───── MATERIAL PROVIDED
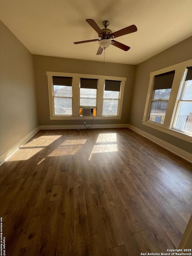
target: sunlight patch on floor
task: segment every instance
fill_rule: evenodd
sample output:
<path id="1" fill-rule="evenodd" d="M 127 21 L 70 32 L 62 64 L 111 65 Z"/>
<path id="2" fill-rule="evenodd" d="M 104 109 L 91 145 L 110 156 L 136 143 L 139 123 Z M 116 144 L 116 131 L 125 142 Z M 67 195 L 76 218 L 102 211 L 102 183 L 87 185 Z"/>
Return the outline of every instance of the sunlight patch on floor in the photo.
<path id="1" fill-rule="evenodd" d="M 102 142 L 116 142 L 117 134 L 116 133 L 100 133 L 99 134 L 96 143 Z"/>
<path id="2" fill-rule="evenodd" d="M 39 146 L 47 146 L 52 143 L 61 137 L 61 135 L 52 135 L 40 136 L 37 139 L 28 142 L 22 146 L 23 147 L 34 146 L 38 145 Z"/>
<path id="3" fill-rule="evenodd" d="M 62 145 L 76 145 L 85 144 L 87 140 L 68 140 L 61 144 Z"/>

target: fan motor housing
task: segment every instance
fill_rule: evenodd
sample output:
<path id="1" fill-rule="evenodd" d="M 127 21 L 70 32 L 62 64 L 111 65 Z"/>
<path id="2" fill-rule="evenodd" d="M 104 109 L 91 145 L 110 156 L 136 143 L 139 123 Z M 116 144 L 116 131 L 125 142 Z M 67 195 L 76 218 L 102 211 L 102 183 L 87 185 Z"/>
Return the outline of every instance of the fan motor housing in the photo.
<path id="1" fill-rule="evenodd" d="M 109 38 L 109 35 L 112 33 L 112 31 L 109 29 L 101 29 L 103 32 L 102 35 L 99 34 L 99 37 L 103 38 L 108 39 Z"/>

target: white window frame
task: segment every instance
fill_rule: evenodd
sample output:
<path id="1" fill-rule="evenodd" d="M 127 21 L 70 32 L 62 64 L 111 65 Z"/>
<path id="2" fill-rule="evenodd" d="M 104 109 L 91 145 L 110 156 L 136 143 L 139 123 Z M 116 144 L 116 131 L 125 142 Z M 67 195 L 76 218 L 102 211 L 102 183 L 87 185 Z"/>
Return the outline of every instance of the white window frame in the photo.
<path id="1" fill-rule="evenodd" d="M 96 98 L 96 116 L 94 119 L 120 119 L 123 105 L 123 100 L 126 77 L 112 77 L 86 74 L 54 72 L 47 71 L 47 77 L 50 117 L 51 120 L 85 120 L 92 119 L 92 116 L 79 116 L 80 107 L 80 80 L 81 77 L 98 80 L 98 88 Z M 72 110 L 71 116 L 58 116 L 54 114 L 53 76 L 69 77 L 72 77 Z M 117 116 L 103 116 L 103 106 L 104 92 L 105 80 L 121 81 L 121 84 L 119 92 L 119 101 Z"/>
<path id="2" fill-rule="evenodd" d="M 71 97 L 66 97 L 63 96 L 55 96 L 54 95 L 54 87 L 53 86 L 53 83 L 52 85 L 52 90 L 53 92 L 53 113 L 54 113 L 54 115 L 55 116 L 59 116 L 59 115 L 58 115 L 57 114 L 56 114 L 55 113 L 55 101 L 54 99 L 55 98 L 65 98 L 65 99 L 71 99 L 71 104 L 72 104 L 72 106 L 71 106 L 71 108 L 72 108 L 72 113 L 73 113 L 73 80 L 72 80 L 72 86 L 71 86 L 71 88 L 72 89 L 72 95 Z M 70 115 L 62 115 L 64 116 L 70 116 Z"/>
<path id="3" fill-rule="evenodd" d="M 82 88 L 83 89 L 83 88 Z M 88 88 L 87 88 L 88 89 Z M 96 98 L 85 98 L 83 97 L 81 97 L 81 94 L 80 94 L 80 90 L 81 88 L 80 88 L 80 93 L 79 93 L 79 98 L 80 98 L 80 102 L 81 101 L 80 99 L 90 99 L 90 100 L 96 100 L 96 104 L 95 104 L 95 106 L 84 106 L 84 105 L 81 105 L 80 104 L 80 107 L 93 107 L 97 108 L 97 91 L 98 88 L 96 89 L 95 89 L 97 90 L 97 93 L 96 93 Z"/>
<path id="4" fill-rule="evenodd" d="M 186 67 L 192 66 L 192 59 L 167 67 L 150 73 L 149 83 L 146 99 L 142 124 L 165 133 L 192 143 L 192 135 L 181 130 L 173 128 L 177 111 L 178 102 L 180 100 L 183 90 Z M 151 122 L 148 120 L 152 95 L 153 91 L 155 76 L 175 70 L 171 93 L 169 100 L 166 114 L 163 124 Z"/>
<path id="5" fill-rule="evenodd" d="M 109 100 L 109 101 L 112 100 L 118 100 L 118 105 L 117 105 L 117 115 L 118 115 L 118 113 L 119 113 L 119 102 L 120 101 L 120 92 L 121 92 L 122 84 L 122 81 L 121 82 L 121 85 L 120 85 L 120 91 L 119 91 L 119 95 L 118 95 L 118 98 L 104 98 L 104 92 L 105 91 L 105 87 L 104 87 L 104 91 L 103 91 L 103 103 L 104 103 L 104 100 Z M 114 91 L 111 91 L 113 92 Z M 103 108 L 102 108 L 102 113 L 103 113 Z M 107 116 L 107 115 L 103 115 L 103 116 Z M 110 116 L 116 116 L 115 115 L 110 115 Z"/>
──────────
» WHAT THE TASK ASKS
Please update the records by replacing "segment every instance" with "outline each instance" everywhere, keeping everything else unchanged and leaving the pictures out.

» SOLUTION
target: sunlight patch on floor
task: outline each instance
fill_rule: evenodd
sample output:
<path id="1" fill-rule="evenodd" d="M 127 21 L 70 32 L 62 64 L 111 65 Z"/>
<path id="2" fill-rule="evenodd" d="M 104 109 L 91 145 L 110 156 L 136 143 L 139 123 Z M 116 144 L 116 131 L 125 142 Z M 67 195 L 76 218 L 102 211 L 102 183 L 87 185 Z"/>
Return the outline of every instance of the sunlight patch on floor in the photo.
<path id="1" fill-rule="evenodd" d="M 102 142 L 116 142 L 117 134 L 116 133 L 100 133 L 99 134 L 96 143 Z"/>
<path id="2" fill-rule="evenodd" d="M 39 146 L 47 146 L 52 143 L 61 137 L 61 135 L 52 135 L 40 136 L 37 139 L 28 142 L 22 146 L 23 147 L 34 146 L 38 145 Z"/>
<path id="3" fill-rule="evenodd" d="M 62 145 L 76 145 L 85 144 L 87 140 L 68 140 L 61 144 Z"/>

target: fan motor housing
task: outline each instance
fill_rule: evenodd
sample output:
<path id="1" fill-rule="evenodd" d="M 127 21 L 70 32 L 62 64 L 111 65 Z"/>
<path id="2" fill-rule="evenodd" d="M 104 109 L 91 145 L 110 156 L 136 143 L 139 123 Z M 116 144 L 116 131 L 125 142 Z M 67 195 L 76 218 L 102 211 L 102 183 L 87 185 Z"/>
Return the outline of every instance of the fan motor housing in the photo.
<path id="1" fill-rule="evenodd" d="M 109 38 L 109 35 L 112 33 L 112 31 L 109 29 L 101 29 L 103 32 L 102 35 L 99 34 L 99 37 L 103 38 L 108 39 Z"/>

target: white window frame
task: outline each instance
fill_rule: evenodd
sample output:
<path id="1" fill-rule="evenodd" d="M 127 21 L 70 32 L 62 64 L 111 65 Z"/>
<path id="2" fill-rule="evenodd" d="M 104 109 L 91 145 L 110 156 L 136 143 L 139 123 Z M 116 144 L 116 131 L 125 142 Z M 67 195 L 76 218 L 102 211 L 102 183 L 87 185 Z"/>
Return the outline of every instance of the white window frame in the photo.
<path id="1" fill-rule="evenodd" d="M 96 98 L 96 116 L 94 119 L 120 119 L 123 105 L 123 100 L 126 77 L 112 77 L 86 74 L 54 72 L 47 71 L 47 77 L 50 117 L 51 120 L 85 120 L 92 119 L 92 116 L 79 116 L 80 107 L 80 80 L 81 77 L 98 80 L 98 88 Z M 72 110 L 71 116 L 58 116 L 54 114 L 53 76 L 69 77 L 72 77 Z M 117 116 L 103 116 L 103 106 L 104 92 L 105 80 L 121 81 L 121 84 L 119 92 L 119 101 Z"/>
<path id="2" fill-rule="evenodd" d="M 71 97 L 66 97 L 63 96 L 55 96 L 54 95 L 54 87 L 53 86 L 53 83 L 52 85 L 52 90 L 53 92 L 53 113 L 54 113 L 54 115 L 55 116 L 59 116 L 59 115 L 58 115 L 57 114 L 56 114 L 55 113 L 55 101 L 54 99 L 55 98 L 65 98 L 65 99 L 71 99 L 71 104 L 72 104 L 72 106 L 71 106 L 71 108 L 72 108 L 72 113 L 73 113 L 73 80 L 72 80 L 72 86 L 71 86 L 71 88 L 72 89 L 72 95 Z M 70 115 L 62 115 L 64 116 L 70 116 Z"/>
<path id="3" fill-rule="evenodd" d="M 82 88 L 83 89 L 83 88 Z M 88 88 L 87 88 L 88 89 Z M 96 98 L 85 98 L 83 97 L 81 97 L 81 94 L 80 94 L 80 90 L 81 88 L 80 88 L 80 93 L 79 93 L 79 98 L 80 98 L 80 102 L 81 101 L 80 99 L 90 99 L 90 100 L 96 100 L 96 104 L 95 104 L 95 106 L 84 106 L 84 105 L 81 105 L 80 104 L 80 107 L 93 107 L 97 108 L 97 91 L 98 88 L 96 89 L 95 89 L 97 90 L 97 93 L 96 93 Z"/>
<path id="4" fill-rule="evenodd" d="M 186 67 L 192 66 L 192 59 L 167 67 L 150 73 L 149 83 L 146 99 L 142 124 L 165 133 L 192 143 L 192 135 L 181 130 L 173 128 L 177 111 L 178 102 L 180 100 L 183 90 Z M 151 122 L 148 120 L 152 95 L 153 91 L 155 76 L 175 70 L 171 93 L 169 100 L 166 114 L 163 124 Z"/>
<path id="5" fill-rule="evenodd" d="M 109 100 L 109 101 L 112 100 L 118 100 L 118 105 L 117 105 L 117 115 L 118 115 L 118 113 L 119 113 L 119 102 L 120 101 L 120 92 L 121 92 L 122 84 L 122 81 L 121 82 L 121 85 L 120 85 L 120 91 L 119 91 L 119 95 L 118 95 L 118 98 L 104 98 L 104 92 L 105 91 L 105 87 L 104 87 L 104 91 L 103 91 L 103 103 L 104 103 L 104 100 Z M 114 91 L 111 91 L 113 92 Z M 103 108 L 102 108 L 102 113 L 103 113 Z M 107 116 L 107 115 L 103 115 L 103 116 Z M 110 116 L 116 116 L 115 115 L 110 115 Z"/>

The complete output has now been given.